• **Job**:
Copy every line of the material below, requests included, and shift each x and y coordinate in the answers by -150. Omit the pictures.

• **Data to process**:
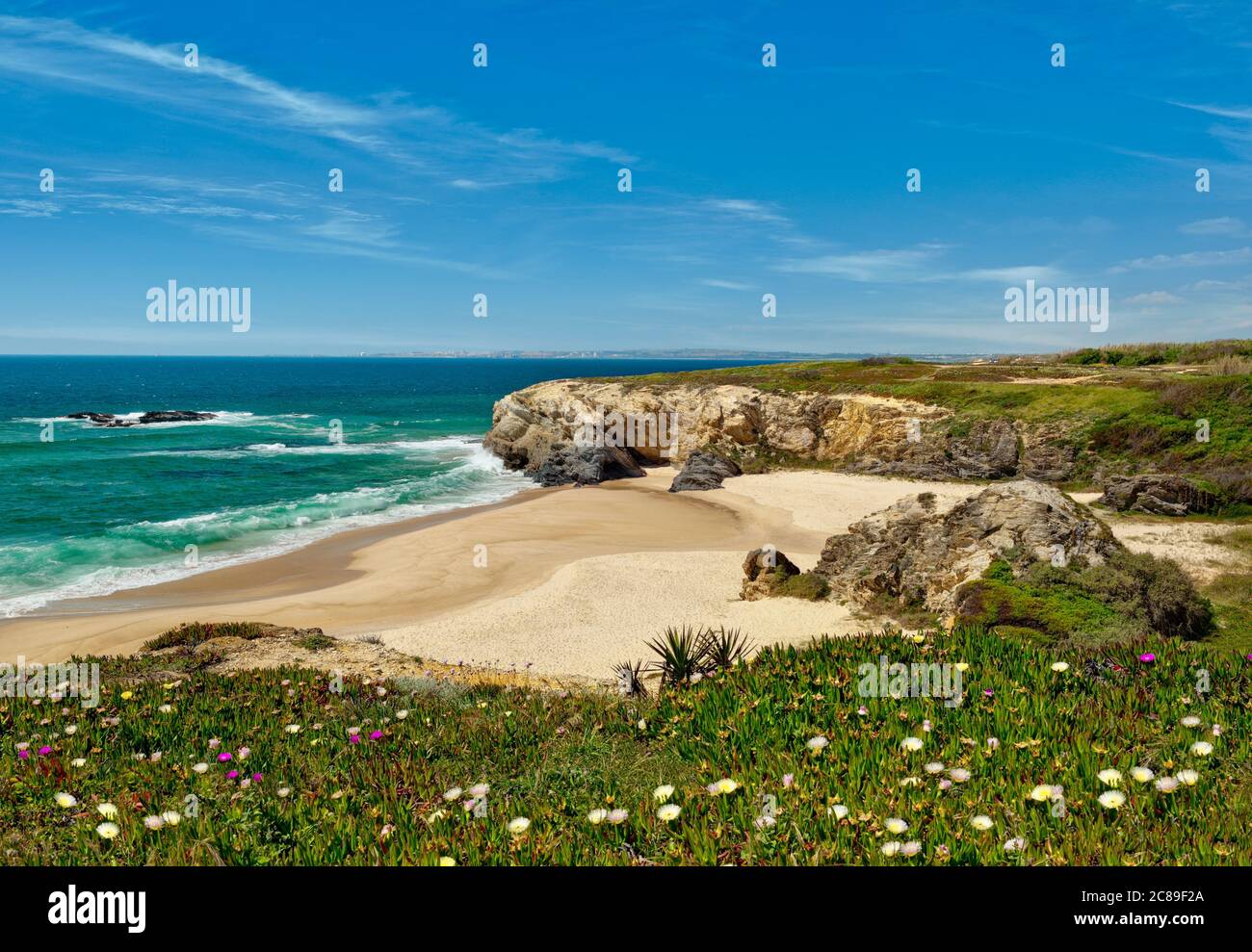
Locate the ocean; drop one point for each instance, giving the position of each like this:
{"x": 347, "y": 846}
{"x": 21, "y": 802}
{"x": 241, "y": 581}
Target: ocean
{"x": 91, "y": 510}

• **Answer below**:
Locate the ocean; drop one point for each instance, giving the position of each like this:
{"x": 347, "y": 846}
{"x": 21, "y": 802}
{"x": 241, "y": 581}
Target: ocean
{"x": -59, "y": 360}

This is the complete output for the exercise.